Exercise requirements:
Revise all the records below so that every occurrence of "return bounding boxes" reads "output bounding boxes", with nothing else altered. Leave the pictures out of your output.

§

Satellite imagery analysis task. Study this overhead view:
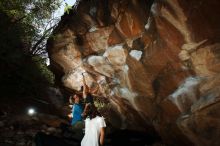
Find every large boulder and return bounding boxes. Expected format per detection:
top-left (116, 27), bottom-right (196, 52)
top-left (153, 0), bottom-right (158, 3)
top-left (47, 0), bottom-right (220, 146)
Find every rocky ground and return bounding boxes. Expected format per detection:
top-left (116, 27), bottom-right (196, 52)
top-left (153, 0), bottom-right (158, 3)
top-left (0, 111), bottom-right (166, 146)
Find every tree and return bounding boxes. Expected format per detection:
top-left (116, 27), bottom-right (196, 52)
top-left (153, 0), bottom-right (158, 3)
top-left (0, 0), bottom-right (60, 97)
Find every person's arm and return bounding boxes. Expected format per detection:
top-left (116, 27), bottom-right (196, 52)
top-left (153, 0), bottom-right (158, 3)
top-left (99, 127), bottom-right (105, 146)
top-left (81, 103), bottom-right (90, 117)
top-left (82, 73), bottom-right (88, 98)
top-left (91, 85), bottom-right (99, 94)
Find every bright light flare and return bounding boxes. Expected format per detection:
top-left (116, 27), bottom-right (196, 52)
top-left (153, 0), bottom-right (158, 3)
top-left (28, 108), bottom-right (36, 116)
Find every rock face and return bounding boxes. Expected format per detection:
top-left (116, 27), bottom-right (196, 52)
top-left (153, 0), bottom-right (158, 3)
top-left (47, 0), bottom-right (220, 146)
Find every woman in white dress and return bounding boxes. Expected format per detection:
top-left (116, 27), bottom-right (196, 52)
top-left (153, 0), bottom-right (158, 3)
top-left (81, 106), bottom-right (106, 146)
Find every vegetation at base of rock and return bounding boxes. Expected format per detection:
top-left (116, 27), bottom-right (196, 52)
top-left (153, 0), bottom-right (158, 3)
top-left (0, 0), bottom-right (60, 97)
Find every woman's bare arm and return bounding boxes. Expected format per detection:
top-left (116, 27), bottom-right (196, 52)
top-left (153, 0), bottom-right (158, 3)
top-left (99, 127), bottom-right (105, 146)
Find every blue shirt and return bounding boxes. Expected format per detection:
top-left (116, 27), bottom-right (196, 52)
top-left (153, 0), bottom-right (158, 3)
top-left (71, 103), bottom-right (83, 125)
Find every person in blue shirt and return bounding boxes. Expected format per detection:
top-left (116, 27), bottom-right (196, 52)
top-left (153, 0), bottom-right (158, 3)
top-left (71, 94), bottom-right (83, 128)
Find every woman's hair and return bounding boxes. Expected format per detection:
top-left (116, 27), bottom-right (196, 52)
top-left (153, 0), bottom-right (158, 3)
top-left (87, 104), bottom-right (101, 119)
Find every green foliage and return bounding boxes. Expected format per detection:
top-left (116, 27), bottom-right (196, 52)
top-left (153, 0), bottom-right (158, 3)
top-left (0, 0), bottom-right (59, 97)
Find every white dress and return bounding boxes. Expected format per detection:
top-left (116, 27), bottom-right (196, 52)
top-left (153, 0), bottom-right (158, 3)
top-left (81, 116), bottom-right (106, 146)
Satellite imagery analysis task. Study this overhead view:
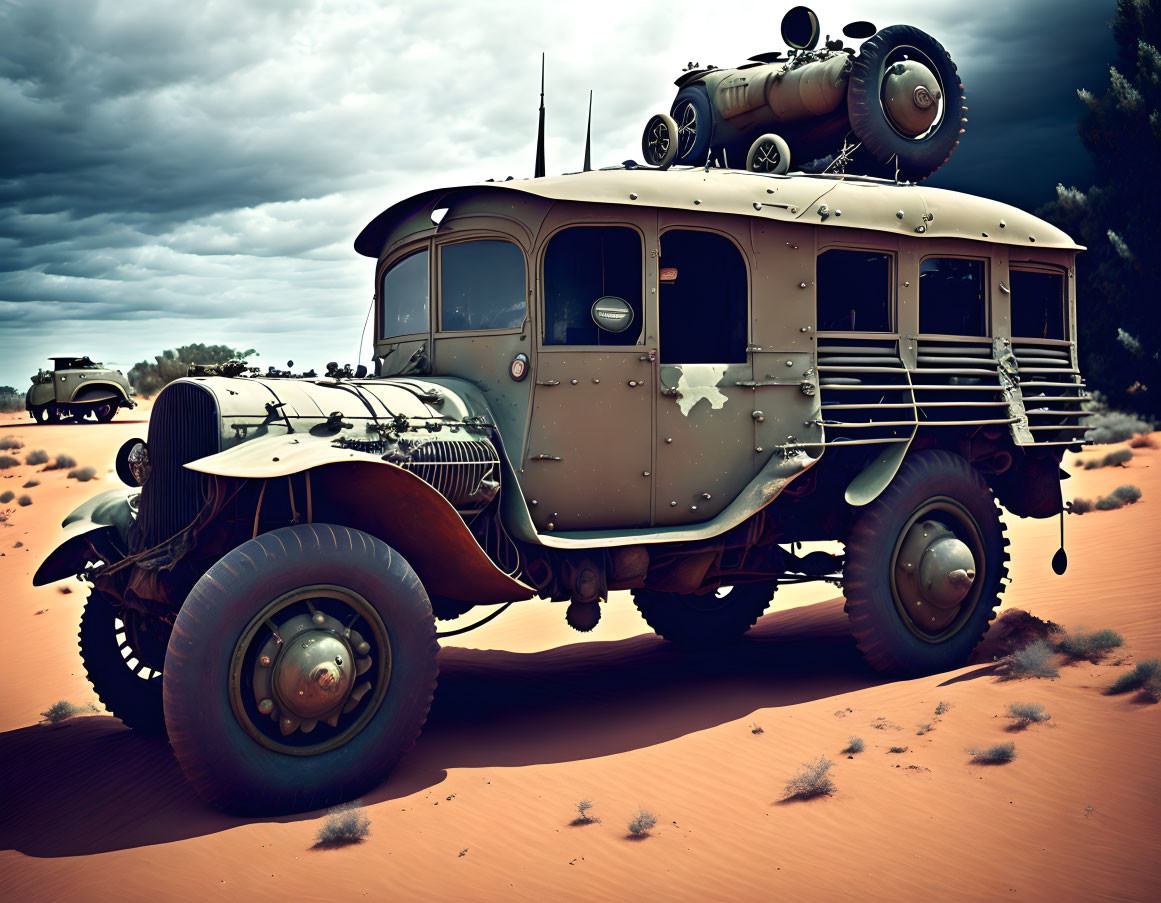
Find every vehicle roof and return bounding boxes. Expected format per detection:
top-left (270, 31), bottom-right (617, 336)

§

Solution to the problem:
Satellite imagery analysis task. Study this overhead view:
Find every large boulder and output bounding boxes. Expected format per detection:
top-left (116, 27), bottom-right (196, 52)
top-left (153, 0), bottom-right (158, 3)
top-left (47, 0), bottom-right (220, 146)
Find every rocky ground and output bounding boxes. Expected format per detection:
top-left (116, 27), bottom-right (196, 52)
top-left (153, 0), bottom-right (158, 3)
top-left (0, 111), bottom-right (166, 146)
Find every tree and output bounding boxes. Expected format per detection:
top-left (116, 27), bottom-right (196, 52)
top-left (153, 0), bottom-right (158, 3)
top-left (0, 0), bottom-right (60, 97)
Find every person's arm and output bounding boxes. Expected format per detection:
top-left (116, 27), bottom-right (196, 52)
top-left (153, 0), bottom-right (158, 3)
top-left (99, 127), bottom-right (105, 146)
top-left (81, 103), bottom-right (90, 117)
top-left (82, 73), bottom-right (88, 98)
top-left (91, 85), bottom-right (99, 94)
Find every bright light flare and output bounding boxes. Expected format per detection:
top-left (116, 27), bottom-right (196, 52)
top-left (153, 0), bottom-right (158, 3)
top-left (28, 108), bottom-right (36, 116)
Find every rock face and output bounding boxes. Expected format per detection:
top-left (116, 27), bottom-right (196, 52)
top-left (153, 0), bottom-right (158, 3)
top-left (47, 0), bottom-right (220, 146)
Find every woman in white dress and output bounding boxes. Expected format per detection:
top-left (116, 27), bottom-right (196, 52)
top-left (153, 0), bottom-right (158, 3)
top-left (81, 106), bottom-right (106, 146)
Find every vegetation at base of rock and output bounding boxes. Expected format per detection:
top-left (116, 27), bottom-right (196, 52)
top-left (153, 0), bottom-right (158, 3)
top-left (0, 0), bottom-right (60, 97)
Find every woman's bare arm and output bounding boxes. Expected format per detection:
top-left (116, 27), bottom-right (196, 52)
top-left (153, 0), bottom-right (158, 3)
top-left (99, 127), bottom-right (105, 146)
Find every blue shirt and output bounding boxes. Expected format per detection:
top-left (116, 27), bottom-right (196, 52)
top-left (153, 0), bottom-right (158, 3)
top-left (71, 103), bottom-right (83, 125)
Find every person in blue shirt and output bounding boxes. Expected format per detection:
top-left (116, 27), bottom-right (196, 52)
top-left (153, 0), bottom-right (158, 3)
top-left (71, 94), bottom-right (83, 128)
Find every woman's hair and output bounding boxes. Expected format per detection:
top-left (116, 27), bottom-right (196, 52)
top-left (153, 0), bottom-right (158, 3)
top-left (87, 104), bottom-right (101, 119)
Find every green foliage and output bounding boxes. Expected format per detection:
top-left (116, 27), bottom-right (196, 52)
top-left (153, 0), bottom-right (158, 3)
top-left (0, 0), bottom-right (59, 97)
Find every white dress and output bounding boxes. Expected format per detection:
top-left (116, 27), bottom-right (196, 52)
top-left (153, 0), bottom-right (158, 3)
top-left (81, 116), bottom-right (106, 146)
Satellite imagery analysis task. Study this overhead view:
Find every vehicle roof and output bounding boxes. Expected format per detection:
top-left (270, 31), bottom-right (617, 336)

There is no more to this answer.